==== RECORDS FOR THE EXERCISE ====

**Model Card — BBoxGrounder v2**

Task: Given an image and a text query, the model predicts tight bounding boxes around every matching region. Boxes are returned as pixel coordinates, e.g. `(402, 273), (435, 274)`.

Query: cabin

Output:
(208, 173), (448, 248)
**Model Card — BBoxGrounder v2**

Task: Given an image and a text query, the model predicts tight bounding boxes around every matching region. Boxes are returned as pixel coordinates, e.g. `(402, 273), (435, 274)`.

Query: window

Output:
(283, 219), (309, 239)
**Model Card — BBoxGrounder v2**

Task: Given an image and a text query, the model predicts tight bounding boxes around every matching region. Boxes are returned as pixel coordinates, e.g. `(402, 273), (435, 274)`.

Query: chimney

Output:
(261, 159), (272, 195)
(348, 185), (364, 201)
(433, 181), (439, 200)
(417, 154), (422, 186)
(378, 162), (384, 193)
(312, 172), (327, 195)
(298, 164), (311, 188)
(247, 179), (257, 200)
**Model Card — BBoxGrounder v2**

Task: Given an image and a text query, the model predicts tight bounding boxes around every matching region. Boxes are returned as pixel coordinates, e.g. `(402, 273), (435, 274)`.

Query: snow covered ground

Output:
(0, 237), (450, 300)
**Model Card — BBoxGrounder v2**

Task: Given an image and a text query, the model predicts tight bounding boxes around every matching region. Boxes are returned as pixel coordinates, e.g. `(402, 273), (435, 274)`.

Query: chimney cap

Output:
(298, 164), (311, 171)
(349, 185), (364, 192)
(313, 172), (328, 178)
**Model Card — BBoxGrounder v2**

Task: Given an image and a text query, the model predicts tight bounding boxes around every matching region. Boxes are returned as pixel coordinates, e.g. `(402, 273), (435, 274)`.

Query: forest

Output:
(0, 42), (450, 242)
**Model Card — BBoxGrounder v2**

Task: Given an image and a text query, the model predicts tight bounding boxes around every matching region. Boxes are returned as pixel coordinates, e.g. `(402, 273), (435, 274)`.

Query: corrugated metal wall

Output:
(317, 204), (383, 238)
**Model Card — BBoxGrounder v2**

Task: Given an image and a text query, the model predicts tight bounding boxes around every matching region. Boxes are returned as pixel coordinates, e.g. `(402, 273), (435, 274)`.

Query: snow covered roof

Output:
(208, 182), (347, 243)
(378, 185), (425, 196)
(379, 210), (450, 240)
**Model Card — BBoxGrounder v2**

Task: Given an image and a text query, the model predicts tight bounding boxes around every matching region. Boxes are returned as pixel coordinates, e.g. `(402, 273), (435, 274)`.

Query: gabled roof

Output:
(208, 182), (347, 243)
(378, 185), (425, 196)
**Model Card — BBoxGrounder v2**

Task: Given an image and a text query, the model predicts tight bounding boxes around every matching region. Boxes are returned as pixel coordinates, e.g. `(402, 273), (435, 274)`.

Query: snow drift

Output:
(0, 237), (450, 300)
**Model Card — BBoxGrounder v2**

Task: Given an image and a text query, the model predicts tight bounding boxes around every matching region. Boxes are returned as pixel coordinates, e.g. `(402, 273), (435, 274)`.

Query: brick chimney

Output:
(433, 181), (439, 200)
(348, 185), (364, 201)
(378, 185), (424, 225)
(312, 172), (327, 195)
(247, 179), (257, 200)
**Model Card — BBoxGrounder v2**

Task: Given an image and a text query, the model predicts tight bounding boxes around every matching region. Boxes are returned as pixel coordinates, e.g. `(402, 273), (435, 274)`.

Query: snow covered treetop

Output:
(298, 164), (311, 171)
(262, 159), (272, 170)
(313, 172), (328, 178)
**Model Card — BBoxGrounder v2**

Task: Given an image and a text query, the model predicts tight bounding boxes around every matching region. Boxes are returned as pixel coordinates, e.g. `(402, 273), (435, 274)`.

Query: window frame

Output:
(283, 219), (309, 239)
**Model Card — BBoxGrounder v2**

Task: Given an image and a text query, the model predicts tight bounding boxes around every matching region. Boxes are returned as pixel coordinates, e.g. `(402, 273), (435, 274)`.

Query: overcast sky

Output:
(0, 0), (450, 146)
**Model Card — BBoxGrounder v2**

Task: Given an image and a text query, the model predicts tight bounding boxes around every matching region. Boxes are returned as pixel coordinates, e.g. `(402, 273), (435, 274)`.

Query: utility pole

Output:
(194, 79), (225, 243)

====

WHAT YOU NEED TO DO
How many lines in the rows above contain the string "chimney", with case counting? Give only the number.

FULL SOLUTION
3